PASSAGE PROVIDED:
<<<<
Ex-Evangelical: 'There Is An American Taliban And Their Goal Is Theocracy'
Frank Schaeffer, a founder of the Moral Majority, explains.
Joy Reid introduced a segment last night on the origins of the religious right's abortion activism.
"The religious right is a powerful voting block in this country, shaping elections, legislation and Supreme Court nominees. But what the religious right says about its most famous rallying cry, abortion, it often isn't true. That the Bible forbids abortion, that's a lie. That abortion is murder, it's dangerous. None of that is true. This movement in fact is so full of misinformation that its very origin is a lie. Back in the 1970s, evangelical Christians were largely apolitical and religious political activists like Paul Weyrich wanted to change that.
>>>>
WORK TO COMPLETE: From the passage on the religious right and abortion, quote word for word the part that begins at the words "Joy Reid introduced" and stops after the words "to change that.".

DATA FOR REVIEW:
<<<<
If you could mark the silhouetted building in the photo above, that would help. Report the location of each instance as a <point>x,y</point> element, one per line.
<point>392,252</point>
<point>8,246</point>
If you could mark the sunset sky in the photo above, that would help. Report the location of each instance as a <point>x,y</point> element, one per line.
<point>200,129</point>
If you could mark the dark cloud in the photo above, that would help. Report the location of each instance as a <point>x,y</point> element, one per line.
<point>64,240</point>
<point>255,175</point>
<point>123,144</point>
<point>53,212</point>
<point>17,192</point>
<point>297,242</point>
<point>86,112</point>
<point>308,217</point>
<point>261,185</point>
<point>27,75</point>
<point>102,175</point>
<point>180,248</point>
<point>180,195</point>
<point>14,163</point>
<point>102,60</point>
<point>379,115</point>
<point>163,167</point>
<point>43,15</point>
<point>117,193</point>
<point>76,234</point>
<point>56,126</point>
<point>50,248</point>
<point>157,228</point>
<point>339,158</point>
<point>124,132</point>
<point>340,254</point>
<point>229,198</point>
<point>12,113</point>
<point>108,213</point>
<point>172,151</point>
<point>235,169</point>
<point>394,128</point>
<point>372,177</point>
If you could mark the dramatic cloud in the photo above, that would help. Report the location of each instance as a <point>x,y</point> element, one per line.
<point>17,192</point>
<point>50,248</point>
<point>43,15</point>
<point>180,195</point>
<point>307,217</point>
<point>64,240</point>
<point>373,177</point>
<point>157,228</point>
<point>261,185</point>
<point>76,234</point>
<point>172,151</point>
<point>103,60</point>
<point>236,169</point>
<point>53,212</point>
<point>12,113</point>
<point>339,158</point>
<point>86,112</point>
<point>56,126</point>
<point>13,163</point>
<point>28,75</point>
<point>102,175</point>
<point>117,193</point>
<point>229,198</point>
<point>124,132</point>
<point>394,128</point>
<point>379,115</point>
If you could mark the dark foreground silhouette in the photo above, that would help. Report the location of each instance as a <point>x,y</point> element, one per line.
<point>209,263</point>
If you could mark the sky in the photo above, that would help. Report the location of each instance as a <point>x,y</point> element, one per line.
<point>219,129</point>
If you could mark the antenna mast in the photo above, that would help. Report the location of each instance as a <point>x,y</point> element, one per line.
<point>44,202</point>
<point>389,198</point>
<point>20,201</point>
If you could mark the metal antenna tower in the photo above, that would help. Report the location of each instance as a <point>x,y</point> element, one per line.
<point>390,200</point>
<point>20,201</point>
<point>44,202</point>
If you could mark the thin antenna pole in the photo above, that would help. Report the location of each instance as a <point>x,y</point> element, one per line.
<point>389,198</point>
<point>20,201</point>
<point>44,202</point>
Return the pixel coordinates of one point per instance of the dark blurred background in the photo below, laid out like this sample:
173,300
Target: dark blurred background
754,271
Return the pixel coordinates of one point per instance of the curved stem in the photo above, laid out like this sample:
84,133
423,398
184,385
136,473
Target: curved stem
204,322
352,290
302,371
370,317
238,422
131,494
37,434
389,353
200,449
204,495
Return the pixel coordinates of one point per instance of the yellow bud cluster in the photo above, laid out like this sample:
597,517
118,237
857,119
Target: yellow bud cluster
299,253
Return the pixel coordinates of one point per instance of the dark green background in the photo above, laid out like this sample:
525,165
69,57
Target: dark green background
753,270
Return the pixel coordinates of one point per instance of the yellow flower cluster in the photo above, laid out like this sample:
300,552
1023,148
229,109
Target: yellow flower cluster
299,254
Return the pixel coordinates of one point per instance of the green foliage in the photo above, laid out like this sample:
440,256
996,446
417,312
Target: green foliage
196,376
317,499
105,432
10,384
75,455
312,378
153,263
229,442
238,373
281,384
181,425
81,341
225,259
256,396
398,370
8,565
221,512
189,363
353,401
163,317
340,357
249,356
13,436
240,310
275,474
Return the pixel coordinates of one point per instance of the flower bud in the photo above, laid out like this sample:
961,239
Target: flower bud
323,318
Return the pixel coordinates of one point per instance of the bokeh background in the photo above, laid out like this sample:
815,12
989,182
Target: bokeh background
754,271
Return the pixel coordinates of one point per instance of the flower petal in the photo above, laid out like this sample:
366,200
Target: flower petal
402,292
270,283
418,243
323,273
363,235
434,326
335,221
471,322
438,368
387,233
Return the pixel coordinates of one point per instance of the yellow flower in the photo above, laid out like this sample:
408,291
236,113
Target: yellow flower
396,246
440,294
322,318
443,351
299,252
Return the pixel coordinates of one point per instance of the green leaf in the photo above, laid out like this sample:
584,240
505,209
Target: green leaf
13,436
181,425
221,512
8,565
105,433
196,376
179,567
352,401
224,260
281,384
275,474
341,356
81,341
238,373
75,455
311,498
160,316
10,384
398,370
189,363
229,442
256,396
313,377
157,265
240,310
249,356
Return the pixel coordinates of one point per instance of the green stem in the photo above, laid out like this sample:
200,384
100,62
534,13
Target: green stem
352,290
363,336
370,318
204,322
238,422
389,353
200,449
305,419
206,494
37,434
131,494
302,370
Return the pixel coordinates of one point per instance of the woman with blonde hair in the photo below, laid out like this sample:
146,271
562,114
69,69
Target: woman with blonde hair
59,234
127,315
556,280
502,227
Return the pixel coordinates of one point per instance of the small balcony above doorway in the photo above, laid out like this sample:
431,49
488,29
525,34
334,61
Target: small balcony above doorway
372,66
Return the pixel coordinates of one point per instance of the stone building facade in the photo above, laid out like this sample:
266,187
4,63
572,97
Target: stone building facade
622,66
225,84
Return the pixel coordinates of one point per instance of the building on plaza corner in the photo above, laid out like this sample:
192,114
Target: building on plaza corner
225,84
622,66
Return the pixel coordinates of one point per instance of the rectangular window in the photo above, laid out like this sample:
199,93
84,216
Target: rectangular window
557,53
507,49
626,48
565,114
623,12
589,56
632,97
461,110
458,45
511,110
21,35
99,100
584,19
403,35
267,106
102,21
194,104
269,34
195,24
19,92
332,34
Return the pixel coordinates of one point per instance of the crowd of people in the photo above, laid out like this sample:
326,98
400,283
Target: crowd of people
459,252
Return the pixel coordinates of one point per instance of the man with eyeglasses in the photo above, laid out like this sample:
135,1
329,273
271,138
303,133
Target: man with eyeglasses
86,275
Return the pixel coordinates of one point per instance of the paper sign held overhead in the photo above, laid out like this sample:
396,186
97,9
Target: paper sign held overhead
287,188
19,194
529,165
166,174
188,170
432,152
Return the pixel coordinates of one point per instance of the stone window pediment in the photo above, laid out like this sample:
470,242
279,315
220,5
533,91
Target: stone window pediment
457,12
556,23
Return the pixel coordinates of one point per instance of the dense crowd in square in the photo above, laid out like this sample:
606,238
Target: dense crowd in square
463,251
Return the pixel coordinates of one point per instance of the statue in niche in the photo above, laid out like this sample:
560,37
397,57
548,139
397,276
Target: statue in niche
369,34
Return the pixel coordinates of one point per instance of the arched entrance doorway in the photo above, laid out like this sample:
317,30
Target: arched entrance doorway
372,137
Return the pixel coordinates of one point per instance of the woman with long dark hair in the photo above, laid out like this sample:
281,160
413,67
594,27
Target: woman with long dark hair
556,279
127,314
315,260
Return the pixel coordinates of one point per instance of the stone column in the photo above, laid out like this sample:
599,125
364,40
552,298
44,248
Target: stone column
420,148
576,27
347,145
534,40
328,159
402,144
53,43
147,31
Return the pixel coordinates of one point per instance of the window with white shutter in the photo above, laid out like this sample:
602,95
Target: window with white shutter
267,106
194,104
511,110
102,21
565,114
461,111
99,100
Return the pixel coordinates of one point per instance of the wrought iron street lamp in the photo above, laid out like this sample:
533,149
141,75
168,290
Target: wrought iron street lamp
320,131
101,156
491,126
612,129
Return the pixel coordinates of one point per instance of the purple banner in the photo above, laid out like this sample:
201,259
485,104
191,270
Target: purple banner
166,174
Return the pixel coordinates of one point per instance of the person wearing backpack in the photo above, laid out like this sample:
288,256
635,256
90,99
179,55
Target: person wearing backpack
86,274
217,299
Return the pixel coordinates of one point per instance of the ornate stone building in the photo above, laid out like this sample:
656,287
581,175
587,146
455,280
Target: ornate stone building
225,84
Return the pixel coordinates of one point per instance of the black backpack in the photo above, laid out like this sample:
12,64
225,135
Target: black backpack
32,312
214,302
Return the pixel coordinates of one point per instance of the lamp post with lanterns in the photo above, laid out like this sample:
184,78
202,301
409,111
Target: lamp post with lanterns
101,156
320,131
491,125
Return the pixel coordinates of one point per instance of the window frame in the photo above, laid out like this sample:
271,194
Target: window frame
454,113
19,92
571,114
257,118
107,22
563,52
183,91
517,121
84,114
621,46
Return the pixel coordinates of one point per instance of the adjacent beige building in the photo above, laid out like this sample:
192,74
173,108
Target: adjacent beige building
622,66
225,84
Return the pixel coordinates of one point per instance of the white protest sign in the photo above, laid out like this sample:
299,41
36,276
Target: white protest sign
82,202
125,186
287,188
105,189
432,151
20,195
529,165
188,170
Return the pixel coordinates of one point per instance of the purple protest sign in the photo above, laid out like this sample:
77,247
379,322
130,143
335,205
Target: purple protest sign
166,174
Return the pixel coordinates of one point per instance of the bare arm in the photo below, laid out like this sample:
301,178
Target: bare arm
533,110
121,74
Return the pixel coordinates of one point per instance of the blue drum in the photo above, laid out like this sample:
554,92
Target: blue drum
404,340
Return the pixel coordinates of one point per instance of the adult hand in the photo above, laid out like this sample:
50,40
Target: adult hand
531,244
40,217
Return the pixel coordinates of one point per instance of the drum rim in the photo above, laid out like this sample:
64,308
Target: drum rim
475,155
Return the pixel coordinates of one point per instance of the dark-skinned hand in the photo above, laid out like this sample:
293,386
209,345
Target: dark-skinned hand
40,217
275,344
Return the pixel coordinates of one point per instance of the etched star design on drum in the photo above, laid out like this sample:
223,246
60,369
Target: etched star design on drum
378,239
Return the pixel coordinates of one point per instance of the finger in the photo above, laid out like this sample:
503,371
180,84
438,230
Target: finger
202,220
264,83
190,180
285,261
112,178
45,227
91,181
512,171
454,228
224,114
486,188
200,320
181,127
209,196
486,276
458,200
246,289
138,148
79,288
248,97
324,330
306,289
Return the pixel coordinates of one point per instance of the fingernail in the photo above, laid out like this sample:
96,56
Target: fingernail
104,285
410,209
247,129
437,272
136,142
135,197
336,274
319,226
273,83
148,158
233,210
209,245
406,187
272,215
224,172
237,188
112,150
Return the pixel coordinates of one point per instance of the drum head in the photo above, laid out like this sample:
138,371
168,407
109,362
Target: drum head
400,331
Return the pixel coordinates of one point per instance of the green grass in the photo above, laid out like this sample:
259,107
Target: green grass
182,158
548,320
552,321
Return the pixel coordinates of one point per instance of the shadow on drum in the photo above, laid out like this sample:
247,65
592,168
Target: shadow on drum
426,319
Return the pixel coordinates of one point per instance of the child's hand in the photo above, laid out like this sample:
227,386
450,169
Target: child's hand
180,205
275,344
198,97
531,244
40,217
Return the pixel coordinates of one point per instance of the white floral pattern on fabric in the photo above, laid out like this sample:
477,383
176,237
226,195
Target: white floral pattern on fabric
>>>>
WRITTEN ANSWER:
Joy Reid introduced a segment last night on the origins of the religious right's abortion activism.
"The religious right is a powerful voting block in this country, shaping elections, legislation and Supreme Court nominees. But what the religious right says about its most famous rallying cry, abortion, it often isn't true. That the Bible forbids abortion, that's a lie. That abortion is murder, it's dangerous. None of that is true. This movement in fact is so full of misinformation that its very origin is a lie. Back in the 1970s, evangelical Christians were largely apolitical and religious political activists like Paul Weyrich wanted to change that.